TEXTE FOURNI =
Textes


Descartes,
Les passions de l'âme, art. 82
" Comment des passions fort différentes conviennent en ce qu'elles participent de l'amour "
"Il n'est pas besoin aussi de distinguer autant d'espèces d'amour qu'il y a de divers objets qu'on peut aimer ; car, par exemple, encore que les passions qu'un ambitieux a pour la gloire, un avaricieux pour l'argent, un ivrogne pour le vin, un brutal pour une femme qu'il veut violer, un homme d'honneur pour son ami on sa maîtresse, et un bon père pour ses enfants, soient bien différentes entre elles, toutefois en ce qu'elles participent de l'amour elles sont semblables. Mais les quatre premiers n'ont de l'amour que pour la possession des objets auxquels se rapporte leur passion et n'en ont point pour les objets eux-mêmes, pour lesquels ils ont seulement du désir mêlé avec d'autres passions particulières. Au lieu que l'amour d'un bon père est si pur qu'il ne désire rien avoir d'eux, et ne veut point les posséder autrement qu'il fait, ni joint à eux plus étroitement qu'il est déjà ; mais les considérant comme d'autres soi-même, il recherche leur bien comme le sien propre, ou même avec plus de soin, parce que, se représentant que lui et eux font un tout dont il n'est pas la meilleure partie, il préfère souvent leurs intérêts aux siens et ne craint pas de se perdre pour les sauver. L'affection que les gens d'honneur ont pour leurs amis est de cette même nature, bien qu'elle soit rarement si parfaite ; et celle qu'ils ont pour leur maîtresse en participe beaucoup, mais elle participe aussi un peu de l'autre.

DONNÉES FOURNIES =
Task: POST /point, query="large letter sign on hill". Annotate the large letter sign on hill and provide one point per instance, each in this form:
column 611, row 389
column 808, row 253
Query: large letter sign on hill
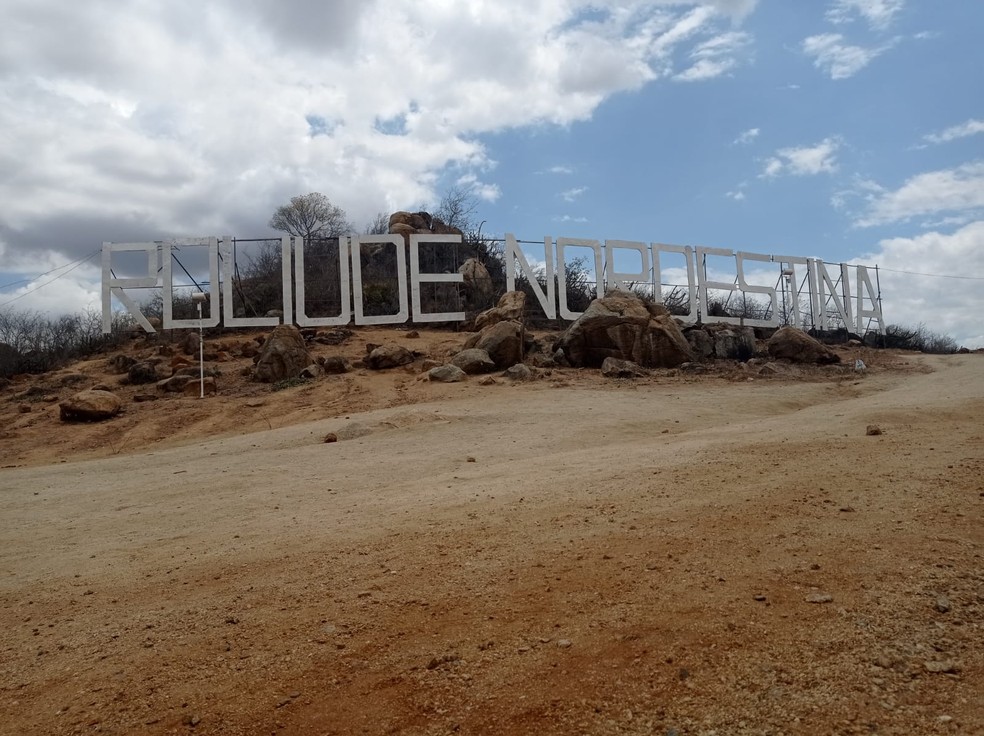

CONSIGNE 1 =
Répondez à ces questions sur le texte sur l'amour.
(a) Pour quel objet l'avaricieux a-t-il une passion ?
(b) Selon le texte, pour quoi les quatre premiers n'ont-ils de l'amour ?
(c) Comment le bon père considère-t-il ses enfants ?
CONSIGNE 2 =
Reprenez le texte sur l'amour après sa dernière phrase et poursuivez-le, s'il vous plaît.

RÉPONSE ATTENDUE 1 =
(a) Pour l'argent.
(b) Pour la possession des objets auxquels se rapporte leur passion.
(c) Comme d'autres soi-même.

RÉPONSE ATTENDUE 2 =
Roland Jaccard,
L'expérience ratée
Dieu arpente son bureau, lorsqu'il aperçoit de sa baie vitrée le diable traînant derrière lui une vieille caisse. Intrigué, Dieu appelle son majordome et lui demande : "Qu'y a-t-il dans cette caisse ?" Ce dernier lui répond : "Un homme et une femme". Dieu désemparé, consulte ses dossiers et, soudain, se souvient :"Ah oui... cette expérience ratée... Est-ce qu'ils vivent toujours ?"

Platon,
Le Banquet,
"Mythe d'Aristophane"
Autrefois la nature humaine n'était pas ce qu'elle est maintenant ; elle était bien différente. D'abord il y avait trois genres, et non deux comme maintenant, un mâle et une femelle ; s'y ajoutait un troisième genre qui participait des deux autres - dont l'appellation a subsisté - mais qui a lui-même disparu : il y avait un genre androgyne, dont l'aspect et le nom participait à la fois des deux autres [...]. Par ailleurs la forme de chaque homme était entièrement ronde, avec un dos arrondi et des côtes circulaires, avec quatre mains, autant de jambes et deux visages sur un cou d'une rondeur parfaitement régulière, mais une seule tête sous les deux visages regardant en sens opposés ; avec quatre oreilles, et deux sexes [...].
Il étaient doués d'une force et d'une vigueur prodigieuse et d'une grande présomption. Ils s'en prirent aux dieux [...].
Après s'être torturé l'esprit, Zeus déclara : " Je crois tenir le moyen pour qu'il y ait encore des hommes et pour mettre en même temps fin à leur impudence : c'est qu'ils deviennent plus faibles. Je vais donc les séparer en deux [...]. "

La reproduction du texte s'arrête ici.